WRITTEN INSTRUCTION: Pull out the lines of the material starting at the line containing "of the black" and ending at the last line of the material, both included, and reproduce them word for word.

GIVEN DATA:

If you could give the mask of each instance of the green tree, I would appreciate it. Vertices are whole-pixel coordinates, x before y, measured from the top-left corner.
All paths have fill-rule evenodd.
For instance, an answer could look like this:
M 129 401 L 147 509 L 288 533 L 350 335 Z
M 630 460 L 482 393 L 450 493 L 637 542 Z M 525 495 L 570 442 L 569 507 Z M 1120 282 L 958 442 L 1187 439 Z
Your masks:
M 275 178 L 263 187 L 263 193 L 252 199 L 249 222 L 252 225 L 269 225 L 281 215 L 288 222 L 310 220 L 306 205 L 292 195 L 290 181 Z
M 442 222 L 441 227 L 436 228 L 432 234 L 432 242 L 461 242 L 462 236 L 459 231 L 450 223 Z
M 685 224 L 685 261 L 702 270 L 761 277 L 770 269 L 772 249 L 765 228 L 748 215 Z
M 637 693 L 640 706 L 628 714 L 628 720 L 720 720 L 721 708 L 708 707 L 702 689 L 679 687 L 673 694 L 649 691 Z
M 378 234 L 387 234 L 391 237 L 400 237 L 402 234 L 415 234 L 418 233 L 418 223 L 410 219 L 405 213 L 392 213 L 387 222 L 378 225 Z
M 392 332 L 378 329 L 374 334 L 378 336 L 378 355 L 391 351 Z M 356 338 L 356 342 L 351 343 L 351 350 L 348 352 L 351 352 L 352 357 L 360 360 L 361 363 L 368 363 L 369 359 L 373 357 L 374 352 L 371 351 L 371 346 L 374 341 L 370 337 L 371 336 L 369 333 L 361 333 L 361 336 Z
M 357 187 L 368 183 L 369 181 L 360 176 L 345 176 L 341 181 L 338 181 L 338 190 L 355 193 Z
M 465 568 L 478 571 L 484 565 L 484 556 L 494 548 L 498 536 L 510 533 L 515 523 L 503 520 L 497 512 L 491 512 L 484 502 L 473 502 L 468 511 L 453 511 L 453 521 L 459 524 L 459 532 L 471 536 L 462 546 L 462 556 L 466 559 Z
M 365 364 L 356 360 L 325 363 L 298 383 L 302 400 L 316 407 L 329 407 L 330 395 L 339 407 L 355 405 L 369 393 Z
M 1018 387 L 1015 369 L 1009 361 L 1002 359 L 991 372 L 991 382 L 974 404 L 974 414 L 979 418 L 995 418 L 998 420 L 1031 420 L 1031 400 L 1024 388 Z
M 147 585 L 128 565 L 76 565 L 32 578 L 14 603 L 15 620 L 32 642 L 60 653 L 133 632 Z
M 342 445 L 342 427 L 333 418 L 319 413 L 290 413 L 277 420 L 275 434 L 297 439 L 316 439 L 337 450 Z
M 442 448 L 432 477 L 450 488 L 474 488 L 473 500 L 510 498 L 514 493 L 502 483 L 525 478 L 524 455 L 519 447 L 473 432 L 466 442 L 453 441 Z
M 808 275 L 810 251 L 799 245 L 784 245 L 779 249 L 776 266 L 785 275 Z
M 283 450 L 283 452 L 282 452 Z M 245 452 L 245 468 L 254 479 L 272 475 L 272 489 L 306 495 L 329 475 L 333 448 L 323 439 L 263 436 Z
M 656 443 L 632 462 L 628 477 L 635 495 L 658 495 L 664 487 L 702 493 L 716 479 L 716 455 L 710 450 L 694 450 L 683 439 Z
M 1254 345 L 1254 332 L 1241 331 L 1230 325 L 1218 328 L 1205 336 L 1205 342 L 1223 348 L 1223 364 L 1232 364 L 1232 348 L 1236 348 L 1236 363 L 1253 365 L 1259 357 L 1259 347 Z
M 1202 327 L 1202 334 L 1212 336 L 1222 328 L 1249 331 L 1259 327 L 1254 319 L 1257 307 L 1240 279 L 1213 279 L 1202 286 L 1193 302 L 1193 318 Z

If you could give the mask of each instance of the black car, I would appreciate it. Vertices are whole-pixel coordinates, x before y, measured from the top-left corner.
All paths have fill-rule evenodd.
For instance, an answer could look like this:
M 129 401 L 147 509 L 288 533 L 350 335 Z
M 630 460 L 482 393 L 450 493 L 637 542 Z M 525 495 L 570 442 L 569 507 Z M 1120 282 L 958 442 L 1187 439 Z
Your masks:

TASK ANSWER:
If you could give the mask of each instance of the black car, I would appreciate it. Vertices are whole-pixel coordinates, x before y, measured from the top-left corner.
All paths have fill-rule evenodd.
For instance, an answer could look like this:
M 129 401 L 147 509 L 288 533 L 350 335 Z
M 630 460 L 482 393 L 450 493 L 637 542 Z M 525 495 L 570 442 L 569 507 Z M 1120 282 L 958 442 L 1187 439 Z
Your masks:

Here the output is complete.